Теперь об абсурдности образа Лаевского. Этого грызущего ногти болтуна и бездельника Чехов вроде бы ставит в ту же когорту, где уже присутствуют Печорин, Онегин, Обломов, Чацкий, Рудин и т.п. На самом же деле эти литературные герои по сравнению с Лаевским кажутся натурами довольно цельными. Лаевский это настоящая сборная солянка из отрицательных качеств интеллигента. Трудно сказать, какой тип человека не нравится Чехову больше, внешне привлекательный изверг фон Корен или суетливый и никчёмный Лаевский. Последний оказывается окончил университет и имеет диплом филолога, но почему-то фон Корен считает его малокультурным. Объясняется это в другом месте повести. Лаевский плохо учился, больше уделяя времени женщинам, и поэтому прочных знаний не получил. Да ещё эта ужасная привычка грызть ногти, от которой Лаевский даже не пытается избавиться. Как красивая молодая женщина могла полюбить такого грызуна? Отчасти ответ на этот вопрос следует из разговора (несколько неестественно построенного) Марьи Константиновны с Надей, когда эта «правильная» дама говорит, что Надежда Фёдоровна нечистоплотна.

ЗАДАНИЕ
Какое образование, согласно отрывку о Лаевском, получил этот герой?

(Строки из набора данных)
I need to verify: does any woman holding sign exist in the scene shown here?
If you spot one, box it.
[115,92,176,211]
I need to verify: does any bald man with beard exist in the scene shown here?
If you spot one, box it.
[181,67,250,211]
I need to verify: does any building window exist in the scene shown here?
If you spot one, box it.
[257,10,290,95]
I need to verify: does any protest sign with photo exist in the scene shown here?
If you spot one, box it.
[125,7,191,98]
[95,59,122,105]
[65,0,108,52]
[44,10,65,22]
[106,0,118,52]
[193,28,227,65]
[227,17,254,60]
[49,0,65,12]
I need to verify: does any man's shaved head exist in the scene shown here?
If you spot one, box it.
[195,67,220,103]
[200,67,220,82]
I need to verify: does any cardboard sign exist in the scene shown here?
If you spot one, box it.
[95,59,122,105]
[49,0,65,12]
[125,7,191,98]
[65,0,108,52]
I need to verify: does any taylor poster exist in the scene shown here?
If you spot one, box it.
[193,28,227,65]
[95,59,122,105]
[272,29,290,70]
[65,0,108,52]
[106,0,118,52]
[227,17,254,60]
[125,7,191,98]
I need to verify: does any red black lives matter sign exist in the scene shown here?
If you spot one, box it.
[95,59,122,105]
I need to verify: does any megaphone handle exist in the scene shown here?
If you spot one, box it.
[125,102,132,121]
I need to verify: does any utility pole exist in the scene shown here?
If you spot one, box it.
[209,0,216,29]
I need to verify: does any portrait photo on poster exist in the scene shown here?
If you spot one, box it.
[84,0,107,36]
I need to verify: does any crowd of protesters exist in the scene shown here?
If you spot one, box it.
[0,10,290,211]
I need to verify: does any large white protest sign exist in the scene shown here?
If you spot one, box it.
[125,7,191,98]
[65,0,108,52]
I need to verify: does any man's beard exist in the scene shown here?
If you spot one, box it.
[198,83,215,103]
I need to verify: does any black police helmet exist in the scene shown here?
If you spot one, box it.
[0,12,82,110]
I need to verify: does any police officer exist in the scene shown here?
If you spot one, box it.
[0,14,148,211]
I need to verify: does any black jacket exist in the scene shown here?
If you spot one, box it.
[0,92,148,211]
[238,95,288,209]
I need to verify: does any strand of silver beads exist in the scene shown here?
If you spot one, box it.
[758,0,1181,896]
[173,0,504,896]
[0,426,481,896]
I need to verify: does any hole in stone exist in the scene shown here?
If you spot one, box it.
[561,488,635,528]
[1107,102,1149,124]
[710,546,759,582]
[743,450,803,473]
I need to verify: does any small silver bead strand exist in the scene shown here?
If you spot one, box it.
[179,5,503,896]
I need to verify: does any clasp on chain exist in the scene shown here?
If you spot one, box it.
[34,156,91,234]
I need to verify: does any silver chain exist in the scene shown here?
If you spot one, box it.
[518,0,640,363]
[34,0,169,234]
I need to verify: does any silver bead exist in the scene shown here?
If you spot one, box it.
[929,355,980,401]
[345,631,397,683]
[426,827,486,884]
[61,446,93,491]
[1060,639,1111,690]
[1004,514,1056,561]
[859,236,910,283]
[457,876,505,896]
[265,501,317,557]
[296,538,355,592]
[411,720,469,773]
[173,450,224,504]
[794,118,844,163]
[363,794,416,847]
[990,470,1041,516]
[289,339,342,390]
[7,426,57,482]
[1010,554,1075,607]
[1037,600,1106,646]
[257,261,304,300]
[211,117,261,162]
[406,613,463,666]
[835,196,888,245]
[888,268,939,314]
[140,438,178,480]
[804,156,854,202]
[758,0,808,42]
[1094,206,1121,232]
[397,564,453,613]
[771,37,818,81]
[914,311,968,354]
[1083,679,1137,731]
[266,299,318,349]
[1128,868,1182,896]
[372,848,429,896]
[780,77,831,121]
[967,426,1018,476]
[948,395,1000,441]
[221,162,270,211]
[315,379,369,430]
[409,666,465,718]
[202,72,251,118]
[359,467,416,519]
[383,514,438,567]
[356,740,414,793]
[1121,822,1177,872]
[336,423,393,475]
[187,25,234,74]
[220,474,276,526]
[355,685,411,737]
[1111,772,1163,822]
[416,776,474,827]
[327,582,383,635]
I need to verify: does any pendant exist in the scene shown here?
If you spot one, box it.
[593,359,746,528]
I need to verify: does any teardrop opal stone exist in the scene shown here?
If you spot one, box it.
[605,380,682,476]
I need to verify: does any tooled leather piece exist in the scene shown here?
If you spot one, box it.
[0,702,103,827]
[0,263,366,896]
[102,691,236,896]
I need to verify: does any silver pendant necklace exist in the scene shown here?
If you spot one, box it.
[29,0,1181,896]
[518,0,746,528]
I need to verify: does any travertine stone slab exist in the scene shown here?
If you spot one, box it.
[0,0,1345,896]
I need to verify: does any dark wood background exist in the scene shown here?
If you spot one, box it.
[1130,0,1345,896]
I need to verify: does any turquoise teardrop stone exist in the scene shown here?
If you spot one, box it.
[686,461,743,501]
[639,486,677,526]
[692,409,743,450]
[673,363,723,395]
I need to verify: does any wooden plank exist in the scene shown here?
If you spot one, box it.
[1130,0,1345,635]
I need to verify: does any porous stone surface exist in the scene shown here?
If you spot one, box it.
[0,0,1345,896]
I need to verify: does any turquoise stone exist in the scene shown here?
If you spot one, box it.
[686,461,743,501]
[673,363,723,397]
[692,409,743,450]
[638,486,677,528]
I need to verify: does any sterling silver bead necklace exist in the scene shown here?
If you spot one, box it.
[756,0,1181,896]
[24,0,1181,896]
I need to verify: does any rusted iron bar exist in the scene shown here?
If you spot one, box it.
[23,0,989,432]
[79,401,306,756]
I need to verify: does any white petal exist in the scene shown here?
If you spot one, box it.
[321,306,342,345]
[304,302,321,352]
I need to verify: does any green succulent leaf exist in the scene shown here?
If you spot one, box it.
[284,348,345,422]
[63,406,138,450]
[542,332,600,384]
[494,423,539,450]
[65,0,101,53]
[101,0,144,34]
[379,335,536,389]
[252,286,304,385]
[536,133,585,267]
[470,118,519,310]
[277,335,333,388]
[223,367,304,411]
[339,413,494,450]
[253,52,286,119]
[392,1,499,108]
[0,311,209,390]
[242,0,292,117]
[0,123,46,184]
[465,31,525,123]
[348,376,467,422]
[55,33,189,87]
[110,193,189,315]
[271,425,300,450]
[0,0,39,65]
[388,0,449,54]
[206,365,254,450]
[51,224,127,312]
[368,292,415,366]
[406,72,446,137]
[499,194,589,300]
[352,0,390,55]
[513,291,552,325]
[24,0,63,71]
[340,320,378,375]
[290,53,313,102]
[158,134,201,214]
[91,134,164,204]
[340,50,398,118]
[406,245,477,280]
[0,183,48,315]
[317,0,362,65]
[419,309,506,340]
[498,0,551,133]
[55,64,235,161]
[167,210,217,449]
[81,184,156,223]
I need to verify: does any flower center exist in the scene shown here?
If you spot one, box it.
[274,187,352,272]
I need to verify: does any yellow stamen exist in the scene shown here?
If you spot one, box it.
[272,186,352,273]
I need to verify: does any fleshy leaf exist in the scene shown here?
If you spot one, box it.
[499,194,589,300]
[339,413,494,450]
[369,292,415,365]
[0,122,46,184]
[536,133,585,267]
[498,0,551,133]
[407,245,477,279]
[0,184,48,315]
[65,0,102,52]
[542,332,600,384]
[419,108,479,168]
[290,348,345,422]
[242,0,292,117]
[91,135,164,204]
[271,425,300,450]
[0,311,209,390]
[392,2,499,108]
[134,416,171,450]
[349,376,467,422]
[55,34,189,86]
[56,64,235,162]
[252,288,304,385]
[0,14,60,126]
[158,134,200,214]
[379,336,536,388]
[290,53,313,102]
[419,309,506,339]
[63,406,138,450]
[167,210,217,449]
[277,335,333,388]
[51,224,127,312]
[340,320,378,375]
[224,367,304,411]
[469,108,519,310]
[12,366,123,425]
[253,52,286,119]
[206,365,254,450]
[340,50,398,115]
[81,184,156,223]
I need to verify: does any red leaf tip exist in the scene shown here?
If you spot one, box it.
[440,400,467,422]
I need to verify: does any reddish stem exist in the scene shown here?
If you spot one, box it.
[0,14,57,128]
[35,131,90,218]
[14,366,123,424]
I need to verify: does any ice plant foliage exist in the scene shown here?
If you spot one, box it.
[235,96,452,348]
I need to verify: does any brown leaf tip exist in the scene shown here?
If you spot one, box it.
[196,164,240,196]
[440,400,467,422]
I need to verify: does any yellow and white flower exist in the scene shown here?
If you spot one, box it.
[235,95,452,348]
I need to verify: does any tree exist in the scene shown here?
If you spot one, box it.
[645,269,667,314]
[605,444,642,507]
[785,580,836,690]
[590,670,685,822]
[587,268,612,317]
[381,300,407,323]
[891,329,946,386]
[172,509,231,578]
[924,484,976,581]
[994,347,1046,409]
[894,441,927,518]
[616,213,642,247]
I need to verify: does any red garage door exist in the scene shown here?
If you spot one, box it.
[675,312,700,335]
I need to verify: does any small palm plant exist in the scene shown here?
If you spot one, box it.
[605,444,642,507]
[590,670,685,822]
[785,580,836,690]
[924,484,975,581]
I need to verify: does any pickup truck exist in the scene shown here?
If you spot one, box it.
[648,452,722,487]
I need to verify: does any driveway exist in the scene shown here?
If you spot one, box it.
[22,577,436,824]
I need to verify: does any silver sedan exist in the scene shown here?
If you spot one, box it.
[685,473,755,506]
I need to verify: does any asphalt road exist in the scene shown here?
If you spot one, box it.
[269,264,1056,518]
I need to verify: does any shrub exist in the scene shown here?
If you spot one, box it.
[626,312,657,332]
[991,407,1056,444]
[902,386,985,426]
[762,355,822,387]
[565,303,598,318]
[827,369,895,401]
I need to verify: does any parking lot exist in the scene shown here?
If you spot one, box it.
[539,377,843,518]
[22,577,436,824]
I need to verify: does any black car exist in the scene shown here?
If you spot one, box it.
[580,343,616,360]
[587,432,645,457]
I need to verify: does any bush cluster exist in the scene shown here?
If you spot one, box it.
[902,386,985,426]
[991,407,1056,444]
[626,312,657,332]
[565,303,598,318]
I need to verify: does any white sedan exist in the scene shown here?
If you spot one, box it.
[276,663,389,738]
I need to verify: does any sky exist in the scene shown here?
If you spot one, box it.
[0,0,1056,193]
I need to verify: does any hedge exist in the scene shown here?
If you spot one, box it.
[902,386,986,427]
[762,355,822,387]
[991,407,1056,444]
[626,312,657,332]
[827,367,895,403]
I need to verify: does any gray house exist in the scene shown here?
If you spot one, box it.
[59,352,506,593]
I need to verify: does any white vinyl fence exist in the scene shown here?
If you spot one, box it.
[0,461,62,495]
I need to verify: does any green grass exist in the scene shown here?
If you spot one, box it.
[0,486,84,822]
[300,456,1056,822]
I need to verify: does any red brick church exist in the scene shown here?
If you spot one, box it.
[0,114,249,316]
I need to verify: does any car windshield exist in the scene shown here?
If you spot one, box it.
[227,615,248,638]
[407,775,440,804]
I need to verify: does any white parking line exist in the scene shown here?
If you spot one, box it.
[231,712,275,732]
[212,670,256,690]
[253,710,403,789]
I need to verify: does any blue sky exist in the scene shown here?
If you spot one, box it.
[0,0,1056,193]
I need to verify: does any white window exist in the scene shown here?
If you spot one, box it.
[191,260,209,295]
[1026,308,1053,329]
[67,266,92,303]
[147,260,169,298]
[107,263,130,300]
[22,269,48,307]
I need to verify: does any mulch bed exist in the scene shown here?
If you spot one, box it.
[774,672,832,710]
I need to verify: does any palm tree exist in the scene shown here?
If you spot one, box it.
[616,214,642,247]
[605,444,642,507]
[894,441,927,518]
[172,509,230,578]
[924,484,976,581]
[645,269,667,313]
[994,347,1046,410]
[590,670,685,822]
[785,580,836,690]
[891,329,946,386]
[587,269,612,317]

ПОЛНЫЙ ОТВЕТ
Лаевский окончил университет и имеет диплом филолога.